Stated goal A:
Answer these questions using the forum post about a fishing trip.
(i) What season closes on the day of the trip?
(ii) Why did the writer take the bay boat rather than the big boat?
(iii) Whom did the writer see on reaching the targeted area?
Stated goal B:
Return the part of the fishing-trip post between "Due to my federal" and "picture went back.", inclusive, copied word for word.

** start of Extract to read **

# Good day



## capthoop (Oct 28, 2007)

With the economy dying down this holiday weekend gave me only one trip. Today Monday September 7th is the close of the Louisiana State waters red snapper season. I told my wife I was going fishing. I wanted to get a pair of good sized red snapper then go check some areas to see how the drop in the river has changed things. It was a beautiful day as I loaded the boat. There were some storms nearby but nothing I could not run around. 










Due to my federal stickers on the big boat I took my bay boat and went hunting for the sun burned over fished treasures. I was also hoping to get an amberjack or grouper before heading in and scouting. Seeing I was alone and meat hunting I decided to load the 50 wide with a deep drop setup. It works well off the seat rod holders.










When I got to my targeted area I saw my friend Fred with his family and friends. They were having a blast and almost had their limit. The little gut in this picture went back.

** end of Extract to read **
** start of Supplied information **

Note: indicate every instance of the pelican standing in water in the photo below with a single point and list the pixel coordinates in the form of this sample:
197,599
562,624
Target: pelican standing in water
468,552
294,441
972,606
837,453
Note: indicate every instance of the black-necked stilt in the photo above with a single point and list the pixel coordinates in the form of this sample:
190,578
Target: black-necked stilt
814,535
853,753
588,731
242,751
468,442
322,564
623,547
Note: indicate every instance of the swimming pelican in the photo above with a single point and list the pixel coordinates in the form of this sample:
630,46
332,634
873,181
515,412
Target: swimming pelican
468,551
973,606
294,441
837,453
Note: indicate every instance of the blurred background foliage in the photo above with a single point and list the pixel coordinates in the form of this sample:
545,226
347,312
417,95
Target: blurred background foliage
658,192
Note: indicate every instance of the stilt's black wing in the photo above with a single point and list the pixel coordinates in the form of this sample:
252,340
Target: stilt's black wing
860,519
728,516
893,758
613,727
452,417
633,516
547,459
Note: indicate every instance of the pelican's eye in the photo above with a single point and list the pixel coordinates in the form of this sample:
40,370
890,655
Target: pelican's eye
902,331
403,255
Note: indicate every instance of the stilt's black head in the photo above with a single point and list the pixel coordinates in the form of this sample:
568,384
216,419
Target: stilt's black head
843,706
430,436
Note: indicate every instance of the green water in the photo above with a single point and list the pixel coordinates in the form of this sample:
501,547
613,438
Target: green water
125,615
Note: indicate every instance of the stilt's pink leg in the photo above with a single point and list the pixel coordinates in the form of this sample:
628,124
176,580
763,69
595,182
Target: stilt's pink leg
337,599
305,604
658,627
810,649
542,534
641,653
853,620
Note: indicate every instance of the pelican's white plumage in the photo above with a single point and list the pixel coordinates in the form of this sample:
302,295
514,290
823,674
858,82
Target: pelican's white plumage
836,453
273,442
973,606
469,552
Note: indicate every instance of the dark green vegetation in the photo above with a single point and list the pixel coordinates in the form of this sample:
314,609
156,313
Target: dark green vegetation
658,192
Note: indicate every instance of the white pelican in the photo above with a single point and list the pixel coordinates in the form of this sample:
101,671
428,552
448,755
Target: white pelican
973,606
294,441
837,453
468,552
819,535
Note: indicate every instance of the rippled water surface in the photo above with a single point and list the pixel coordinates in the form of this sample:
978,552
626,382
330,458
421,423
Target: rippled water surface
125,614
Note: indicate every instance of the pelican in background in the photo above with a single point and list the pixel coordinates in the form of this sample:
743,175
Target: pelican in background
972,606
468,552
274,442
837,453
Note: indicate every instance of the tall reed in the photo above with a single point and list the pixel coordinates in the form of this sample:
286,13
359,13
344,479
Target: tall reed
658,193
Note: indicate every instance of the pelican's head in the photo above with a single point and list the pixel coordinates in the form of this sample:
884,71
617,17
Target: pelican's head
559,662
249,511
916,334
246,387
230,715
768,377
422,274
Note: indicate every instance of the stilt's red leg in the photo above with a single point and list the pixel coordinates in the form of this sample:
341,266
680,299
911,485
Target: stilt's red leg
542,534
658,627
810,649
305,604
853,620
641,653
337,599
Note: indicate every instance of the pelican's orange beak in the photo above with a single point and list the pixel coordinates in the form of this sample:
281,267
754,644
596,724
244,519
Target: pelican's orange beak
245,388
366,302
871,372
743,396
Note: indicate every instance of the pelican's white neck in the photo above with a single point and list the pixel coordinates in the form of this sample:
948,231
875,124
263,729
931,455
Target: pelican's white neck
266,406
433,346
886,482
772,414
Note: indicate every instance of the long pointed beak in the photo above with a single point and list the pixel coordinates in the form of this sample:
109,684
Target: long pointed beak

** end of Supplied information **

Full response A:
(i) The Louisiana State waters red snapper season.
(ii) Because of the federal stickers on the big boat.
(iii) The writer's friend Fred, with his family and friends.

Full response B:
Due to my federal stickers on the big boat I took my bay boat and went hunting for the sun burned over fished treasures. I was also hoping to get an amberjack or grouper before heading in and scouting. Seeing I was alone and meat hunting I decided to load the 50 wide with a deep drop setup. It works well off the seat rod holders.










When I got to my targeted area I saw my friend Fred with his family and friends. They were having a blast and almost had their limit. The little gut in this picture went back.